Warren Buffett is arguably one of the world’s best investors.
For the past 50-odd years, he has amassed a return of around 20% per year for the shareholders of his company, Berkshire Hathaway Inc.
That’s a phenomenal return considering the S&P 500 index produced a return of only around 10%, including dividends.
One of Buffett’s most successful investments is The Coca-Cola Company (NYSE: KO).
As of 30 September 2020, Berkshire’s investment in the soft drinks company was worth US$19.7 billion at a cost of just US$1.3 billion. This translates to a gain of an over 1,400%!
Including dividends, the returns would be much higher, considering Buffett first bought the stock in 1988.
TL;DR: Picking Winning Stocks the Warren Buffett Way
Warren Buffett has four simple criteria when it comes to picking stocks. For a stock investment to win, the business:
- Must be simple to understand;
- Must have excellent long-term prospects;
- Must be run by honest and competent folks; and
- Must be attractively priced.
What’s The Secret Behind Such Astronomical Returns?
In his 1977 Letter to Shareholders, Buffett revealed how he picks stocks (emphases are mine):
“We select our marketable equity securities in much the same way we would evaluate a business for acquisition in its entirety.
We want the business to be (1) one that we can understand, (2) with favorable long-term prospects, (3) operated by honest and competent people, and (4) available at a very attractive price.
We ordinarily make no attempt to buy equities for anticipated favorable stock price behavior in the short term. In fact, if their business experience continues to satisfy us, we welcome lower market prices of stocks we own as an opportunity to acquire even more of a good thing at a better price.”
Analysing Coca-Cola Based On Warren Buffett’s Musings
Based on the first criteria, Coca-Cola is a simple business to understand. It simply sells sugary drinks to consumers.
The red can is one of the world’s most well-known products, and when Buffett bought the stock, sales overseas were going off the roof.
The annual report of Coca-Cola in 1988 showed the following (emphases are mine):
“In 1988, more than 200 billion servings of our soft drinks were sold worldwide. No other company sold even half as much.
On a competitive basis, our position as the world’s only truly global soft drink company grew stronger. Our market share of the world’s flavored, carbonated soft drink sales, excluding China and the Soviet Union, climbed to nearly 45% – an all-time high – reflecting the talent, diligence and dedication of our Company associates and the people of our worldwide system.”

━━━━━━

Objective 1:
Repeat the Buffett article from "That’s a phenomenal" up to and including "Company (NYSE: KO).".
Objective 2:
What criteria for a winning stock does the bulleted list in the Buffett article give?
The items aren't needed for any of this work.

Provided information:

━━━━━━

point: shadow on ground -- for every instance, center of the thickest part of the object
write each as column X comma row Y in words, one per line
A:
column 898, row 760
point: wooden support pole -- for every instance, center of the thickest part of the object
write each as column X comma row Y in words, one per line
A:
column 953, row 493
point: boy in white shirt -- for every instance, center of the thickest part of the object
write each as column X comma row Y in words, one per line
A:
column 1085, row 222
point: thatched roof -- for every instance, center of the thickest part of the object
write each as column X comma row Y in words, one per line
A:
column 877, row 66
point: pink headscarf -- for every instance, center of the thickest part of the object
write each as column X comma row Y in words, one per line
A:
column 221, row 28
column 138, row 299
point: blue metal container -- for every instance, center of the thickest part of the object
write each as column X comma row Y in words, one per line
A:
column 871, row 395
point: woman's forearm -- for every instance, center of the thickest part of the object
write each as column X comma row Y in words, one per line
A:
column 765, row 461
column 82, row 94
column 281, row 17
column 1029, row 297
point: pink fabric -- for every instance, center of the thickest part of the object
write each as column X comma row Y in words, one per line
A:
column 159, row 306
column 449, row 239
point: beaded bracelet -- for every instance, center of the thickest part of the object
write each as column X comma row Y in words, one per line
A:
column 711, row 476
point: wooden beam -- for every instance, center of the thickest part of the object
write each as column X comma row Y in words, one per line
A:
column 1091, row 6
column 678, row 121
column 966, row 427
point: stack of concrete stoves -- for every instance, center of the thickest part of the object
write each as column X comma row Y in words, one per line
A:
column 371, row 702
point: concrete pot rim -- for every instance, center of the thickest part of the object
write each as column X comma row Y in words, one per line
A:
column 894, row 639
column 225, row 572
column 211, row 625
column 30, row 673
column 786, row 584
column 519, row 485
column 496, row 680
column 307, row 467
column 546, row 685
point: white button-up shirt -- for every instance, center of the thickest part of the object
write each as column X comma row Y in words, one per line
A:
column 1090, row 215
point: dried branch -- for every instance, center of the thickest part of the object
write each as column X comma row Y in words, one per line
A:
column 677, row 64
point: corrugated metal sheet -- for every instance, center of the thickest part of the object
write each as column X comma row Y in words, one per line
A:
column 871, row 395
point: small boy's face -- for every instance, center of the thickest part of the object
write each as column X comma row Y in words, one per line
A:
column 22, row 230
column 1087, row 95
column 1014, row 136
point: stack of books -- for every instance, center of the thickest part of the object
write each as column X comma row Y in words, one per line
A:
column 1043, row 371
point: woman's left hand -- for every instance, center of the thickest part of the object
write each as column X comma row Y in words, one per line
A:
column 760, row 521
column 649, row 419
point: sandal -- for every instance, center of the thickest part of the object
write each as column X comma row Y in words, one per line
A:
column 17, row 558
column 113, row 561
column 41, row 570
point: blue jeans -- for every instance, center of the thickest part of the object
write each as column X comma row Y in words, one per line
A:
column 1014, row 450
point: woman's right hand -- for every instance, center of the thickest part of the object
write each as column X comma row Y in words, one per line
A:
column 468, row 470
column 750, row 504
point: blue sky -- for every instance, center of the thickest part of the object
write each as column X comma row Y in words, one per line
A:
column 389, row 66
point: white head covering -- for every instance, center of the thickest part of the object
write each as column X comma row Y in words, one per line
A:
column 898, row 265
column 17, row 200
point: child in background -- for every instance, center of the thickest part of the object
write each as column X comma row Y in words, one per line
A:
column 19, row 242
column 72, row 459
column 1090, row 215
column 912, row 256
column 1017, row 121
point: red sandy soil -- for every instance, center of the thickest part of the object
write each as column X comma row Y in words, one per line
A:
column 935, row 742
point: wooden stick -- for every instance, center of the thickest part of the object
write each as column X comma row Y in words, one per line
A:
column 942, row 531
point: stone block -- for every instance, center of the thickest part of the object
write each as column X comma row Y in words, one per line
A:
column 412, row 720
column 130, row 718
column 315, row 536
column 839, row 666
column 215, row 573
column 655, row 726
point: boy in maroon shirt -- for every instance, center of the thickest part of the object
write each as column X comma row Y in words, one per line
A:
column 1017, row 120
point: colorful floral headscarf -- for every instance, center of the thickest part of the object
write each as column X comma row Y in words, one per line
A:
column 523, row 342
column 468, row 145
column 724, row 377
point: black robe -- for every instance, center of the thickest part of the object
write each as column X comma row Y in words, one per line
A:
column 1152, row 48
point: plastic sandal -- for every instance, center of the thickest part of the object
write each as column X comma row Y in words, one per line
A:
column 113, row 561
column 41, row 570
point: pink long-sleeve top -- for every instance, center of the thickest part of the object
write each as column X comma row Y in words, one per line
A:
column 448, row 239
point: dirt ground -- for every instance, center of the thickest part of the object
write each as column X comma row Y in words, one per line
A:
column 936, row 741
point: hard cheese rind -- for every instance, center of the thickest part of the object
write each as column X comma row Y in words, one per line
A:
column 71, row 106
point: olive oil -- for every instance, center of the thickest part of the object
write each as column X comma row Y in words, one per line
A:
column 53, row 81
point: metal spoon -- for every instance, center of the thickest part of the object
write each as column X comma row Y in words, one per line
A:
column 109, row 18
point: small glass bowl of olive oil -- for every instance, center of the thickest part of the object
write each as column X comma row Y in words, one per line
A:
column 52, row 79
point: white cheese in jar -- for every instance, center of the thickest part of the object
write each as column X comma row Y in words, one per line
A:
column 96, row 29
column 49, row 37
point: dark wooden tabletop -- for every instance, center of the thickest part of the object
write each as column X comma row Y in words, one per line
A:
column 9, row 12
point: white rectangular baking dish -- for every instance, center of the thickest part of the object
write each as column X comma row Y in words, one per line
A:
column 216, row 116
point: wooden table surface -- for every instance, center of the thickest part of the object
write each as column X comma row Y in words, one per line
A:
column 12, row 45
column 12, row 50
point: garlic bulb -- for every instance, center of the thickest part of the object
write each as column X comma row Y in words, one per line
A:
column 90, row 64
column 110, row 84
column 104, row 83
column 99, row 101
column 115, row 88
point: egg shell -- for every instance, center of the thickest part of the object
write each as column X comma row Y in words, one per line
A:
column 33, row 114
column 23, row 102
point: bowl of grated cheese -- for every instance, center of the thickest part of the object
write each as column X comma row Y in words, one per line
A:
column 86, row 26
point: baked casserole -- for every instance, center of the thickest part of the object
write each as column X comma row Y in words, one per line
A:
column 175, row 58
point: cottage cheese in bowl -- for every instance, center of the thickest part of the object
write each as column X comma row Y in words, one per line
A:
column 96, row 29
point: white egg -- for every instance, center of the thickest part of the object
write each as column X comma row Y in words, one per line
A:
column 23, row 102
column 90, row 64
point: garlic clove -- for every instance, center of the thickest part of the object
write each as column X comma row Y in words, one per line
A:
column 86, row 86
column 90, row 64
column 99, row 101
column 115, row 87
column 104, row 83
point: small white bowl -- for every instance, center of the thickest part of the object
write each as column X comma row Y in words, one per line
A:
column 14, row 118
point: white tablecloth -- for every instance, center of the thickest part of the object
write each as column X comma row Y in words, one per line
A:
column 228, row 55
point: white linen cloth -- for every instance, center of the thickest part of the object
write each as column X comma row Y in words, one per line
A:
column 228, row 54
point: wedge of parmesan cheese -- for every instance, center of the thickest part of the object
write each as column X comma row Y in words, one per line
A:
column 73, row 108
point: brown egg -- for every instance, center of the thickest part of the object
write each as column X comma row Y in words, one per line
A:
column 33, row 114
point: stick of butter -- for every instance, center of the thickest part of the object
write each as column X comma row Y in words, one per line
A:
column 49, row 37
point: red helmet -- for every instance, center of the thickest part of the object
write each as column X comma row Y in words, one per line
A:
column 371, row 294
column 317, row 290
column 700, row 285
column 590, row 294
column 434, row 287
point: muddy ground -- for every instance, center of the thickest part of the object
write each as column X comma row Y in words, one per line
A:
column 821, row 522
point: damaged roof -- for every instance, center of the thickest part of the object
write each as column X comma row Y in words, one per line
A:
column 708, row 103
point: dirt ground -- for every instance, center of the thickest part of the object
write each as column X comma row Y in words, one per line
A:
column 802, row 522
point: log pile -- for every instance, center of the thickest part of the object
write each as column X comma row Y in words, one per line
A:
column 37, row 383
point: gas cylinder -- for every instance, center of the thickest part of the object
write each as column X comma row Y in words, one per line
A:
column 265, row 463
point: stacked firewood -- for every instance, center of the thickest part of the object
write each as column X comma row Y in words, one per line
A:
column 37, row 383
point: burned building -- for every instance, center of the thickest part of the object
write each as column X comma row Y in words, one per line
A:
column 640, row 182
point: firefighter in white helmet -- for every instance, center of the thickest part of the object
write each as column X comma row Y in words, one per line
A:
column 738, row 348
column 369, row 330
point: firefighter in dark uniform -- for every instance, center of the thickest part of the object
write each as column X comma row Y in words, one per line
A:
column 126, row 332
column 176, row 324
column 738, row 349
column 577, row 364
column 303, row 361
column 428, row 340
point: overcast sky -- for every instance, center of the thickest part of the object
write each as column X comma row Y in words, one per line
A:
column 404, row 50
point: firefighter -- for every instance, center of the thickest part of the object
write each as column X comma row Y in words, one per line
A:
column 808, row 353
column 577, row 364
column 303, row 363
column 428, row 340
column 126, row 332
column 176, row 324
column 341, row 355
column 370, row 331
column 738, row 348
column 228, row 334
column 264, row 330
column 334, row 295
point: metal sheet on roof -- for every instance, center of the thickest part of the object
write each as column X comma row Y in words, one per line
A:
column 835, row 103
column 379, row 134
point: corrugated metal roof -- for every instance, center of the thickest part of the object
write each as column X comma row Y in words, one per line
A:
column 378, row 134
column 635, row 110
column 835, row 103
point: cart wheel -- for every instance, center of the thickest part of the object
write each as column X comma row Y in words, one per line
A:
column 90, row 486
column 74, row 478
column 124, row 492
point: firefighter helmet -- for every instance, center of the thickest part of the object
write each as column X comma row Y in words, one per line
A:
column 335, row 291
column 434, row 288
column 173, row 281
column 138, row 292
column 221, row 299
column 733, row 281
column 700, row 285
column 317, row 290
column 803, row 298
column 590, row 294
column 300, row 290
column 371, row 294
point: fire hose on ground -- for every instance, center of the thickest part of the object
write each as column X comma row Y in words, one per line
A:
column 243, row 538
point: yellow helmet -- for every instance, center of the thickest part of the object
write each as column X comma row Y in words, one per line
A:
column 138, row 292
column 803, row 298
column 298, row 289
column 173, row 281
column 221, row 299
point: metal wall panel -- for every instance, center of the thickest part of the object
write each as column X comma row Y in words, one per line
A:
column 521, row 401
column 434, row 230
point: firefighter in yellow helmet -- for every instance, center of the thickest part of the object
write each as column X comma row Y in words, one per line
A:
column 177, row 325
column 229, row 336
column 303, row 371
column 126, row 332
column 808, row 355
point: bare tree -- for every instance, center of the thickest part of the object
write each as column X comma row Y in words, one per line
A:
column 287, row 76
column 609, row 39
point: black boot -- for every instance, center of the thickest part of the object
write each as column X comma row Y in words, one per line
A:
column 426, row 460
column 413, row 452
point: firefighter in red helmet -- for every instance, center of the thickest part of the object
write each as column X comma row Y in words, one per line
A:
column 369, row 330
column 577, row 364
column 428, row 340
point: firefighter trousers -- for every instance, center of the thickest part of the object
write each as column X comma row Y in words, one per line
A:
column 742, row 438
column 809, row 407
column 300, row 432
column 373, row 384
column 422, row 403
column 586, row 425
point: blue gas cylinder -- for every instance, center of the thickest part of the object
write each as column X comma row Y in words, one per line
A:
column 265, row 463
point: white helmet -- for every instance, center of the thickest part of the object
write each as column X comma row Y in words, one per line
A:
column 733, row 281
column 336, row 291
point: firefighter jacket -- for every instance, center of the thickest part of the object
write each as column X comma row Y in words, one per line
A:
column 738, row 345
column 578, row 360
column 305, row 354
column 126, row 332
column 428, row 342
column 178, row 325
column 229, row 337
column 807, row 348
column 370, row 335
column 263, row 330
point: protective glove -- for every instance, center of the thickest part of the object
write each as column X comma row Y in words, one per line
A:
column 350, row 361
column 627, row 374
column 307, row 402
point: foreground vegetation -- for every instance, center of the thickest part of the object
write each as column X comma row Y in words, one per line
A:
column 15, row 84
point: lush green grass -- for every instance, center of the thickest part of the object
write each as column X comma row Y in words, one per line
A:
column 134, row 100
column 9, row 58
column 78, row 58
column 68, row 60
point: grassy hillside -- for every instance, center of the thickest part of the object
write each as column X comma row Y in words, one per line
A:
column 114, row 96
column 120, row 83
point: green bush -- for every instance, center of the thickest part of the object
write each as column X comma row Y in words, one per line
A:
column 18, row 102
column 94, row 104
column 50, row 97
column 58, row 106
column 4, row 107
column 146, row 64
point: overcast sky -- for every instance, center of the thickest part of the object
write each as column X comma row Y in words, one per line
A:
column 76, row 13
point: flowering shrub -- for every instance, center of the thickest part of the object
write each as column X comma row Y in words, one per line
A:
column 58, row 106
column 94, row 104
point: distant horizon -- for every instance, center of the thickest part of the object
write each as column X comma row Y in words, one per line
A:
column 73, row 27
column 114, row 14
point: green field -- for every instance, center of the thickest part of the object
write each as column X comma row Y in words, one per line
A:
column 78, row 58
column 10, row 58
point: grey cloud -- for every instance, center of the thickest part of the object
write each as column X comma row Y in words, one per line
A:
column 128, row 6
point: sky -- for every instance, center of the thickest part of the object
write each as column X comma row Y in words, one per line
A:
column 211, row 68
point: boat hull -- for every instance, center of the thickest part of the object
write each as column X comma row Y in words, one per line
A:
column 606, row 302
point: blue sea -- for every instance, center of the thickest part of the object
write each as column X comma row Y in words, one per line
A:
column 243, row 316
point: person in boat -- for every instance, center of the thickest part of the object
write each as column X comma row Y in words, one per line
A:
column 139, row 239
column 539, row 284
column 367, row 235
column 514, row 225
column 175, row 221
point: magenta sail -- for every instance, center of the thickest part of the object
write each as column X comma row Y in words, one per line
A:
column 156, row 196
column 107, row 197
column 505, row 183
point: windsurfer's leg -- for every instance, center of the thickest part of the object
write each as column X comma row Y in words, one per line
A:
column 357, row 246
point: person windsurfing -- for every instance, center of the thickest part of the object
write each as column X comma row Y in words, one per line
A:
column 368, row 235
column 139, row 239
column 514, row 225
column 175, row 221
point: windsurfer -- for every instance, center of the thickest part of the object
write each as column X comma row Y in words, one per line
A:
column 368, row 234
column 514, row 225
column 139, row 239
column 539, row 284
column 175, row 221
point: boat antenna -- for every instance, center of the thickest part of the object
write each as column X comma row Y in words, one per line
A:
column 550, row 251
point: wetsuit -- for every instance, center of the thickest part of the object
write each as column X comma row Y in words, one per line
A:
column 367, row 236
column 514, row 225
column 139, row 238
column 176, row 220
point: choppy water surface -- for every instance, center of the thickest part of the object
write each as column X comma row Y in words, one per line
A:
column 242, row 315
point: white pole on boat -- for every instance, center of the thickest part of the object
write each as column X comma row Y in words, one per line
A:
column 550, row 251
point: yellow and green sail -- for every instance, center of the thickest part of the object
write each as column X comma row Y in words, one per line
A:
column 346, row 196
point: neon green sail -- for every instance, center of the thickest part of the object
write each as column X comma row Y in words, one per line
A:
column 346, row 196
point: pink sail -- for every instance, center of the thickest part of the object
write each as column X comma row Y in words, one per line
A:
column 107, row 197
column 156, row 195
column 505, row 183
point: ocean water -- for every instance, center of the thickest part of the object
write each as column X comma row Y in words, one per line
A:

━━━━━━

Written answer 1:
That’s a phenomenal return considering the S&P 500 index produced a return of only around 10%, including dividends.
One of Buffett’s most successful investments is The Coca-Cola Company (NYSE: KO).

Written answer 2:
- Must be simple to understand
- Must have excellent long-term prospects
- Must be run by honest and competent folks
- Must be attractively priced